Locate each line in the records below that contains the word "decorated", matching case exactly, and copy those lines.

# # # # #

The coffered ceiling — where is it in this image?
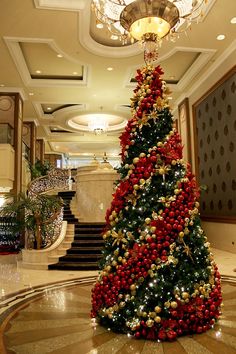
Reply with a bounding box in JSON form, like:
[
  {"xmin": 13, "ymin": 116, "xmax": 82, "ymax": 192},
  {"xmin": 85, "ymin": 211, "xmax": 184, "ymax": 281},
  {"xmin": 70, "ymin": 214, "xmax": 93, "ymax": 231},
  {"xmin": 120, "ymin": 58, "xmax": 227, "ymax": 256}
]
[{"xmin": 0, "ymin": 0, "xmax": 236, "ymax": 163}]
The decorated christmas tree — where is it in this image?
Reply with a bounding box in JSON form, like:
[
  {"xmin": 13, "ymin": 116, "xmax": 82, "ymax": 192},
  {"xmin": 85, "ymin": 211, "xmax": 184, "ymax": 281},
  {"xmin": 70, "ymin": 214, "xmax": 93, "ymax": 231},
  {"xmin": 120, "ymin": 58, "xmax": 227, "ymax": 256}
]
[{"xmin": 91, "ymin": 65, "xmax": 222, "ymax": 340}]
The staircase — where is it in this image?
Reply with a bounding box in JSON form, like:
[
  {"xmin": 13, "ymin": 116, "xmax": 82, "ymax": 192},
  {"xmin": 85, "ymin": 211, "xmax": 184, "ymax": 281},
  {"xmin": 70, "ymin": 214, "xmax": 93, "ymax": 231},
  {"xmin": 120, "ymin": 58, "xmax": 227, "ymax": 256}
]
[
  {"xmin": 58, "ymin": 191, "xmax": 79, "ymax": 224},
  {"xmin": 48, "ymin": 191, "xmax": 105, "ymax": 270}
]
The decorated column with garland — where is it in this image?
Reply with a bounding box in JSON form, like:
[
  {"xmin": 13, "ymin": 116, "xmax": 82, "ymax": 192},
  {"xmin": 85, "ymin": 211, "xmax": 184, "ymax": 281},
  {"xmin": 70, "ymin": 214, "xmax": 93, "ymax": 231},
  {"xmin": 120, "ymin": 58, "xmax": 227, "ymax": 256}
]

# # # # #

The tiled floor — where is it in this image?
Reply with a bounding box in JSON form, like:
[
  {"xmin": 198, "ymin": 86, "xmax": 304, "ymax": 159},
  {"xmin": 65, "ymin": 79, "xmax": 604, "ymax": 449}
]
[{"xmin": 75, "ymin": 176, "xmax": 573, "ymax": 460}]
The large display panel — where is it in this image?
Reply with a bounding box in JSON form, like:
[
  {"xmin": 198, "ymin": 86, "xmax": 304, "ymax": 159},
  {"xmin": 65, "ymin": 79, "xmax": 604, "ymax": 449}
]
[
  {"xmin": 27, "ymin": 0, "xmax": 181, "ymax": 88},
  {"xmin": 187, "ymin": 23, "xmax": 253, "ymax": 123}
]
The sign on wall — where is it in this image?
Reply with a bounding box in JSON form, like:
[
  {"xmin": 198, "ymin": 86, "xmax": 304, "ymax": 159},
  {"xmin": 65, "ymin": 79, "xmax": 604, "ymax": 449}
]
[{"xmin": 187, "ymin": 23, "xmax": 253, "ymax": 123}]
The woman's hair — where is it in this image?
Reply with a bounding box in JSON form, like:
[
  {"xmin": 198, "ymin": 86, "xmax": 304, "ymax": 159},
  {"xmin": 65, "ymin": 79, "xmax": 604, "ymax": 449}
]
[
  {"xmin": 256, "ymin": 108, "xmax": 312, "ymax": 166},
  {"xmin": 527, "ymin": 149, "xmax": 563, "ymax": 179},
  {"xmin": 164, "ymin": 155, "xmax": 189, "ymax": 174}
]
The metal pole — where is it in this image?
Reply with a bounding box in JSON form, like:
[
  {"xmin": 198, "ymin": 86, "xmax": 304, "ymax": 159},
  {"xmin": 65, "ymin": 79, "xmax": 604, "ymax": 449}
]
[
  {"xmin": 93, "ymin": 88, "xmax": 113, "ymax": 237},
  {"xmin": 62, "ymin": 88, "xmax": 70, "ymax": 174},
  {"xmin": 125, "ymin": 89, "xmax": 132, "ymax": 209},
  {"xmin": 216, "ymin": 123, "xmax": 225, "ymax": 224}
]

# # # # #

> Answer to the exercise
The decorated christmas tree — where is it in this image?
The decorated column with garland — where is it in this image?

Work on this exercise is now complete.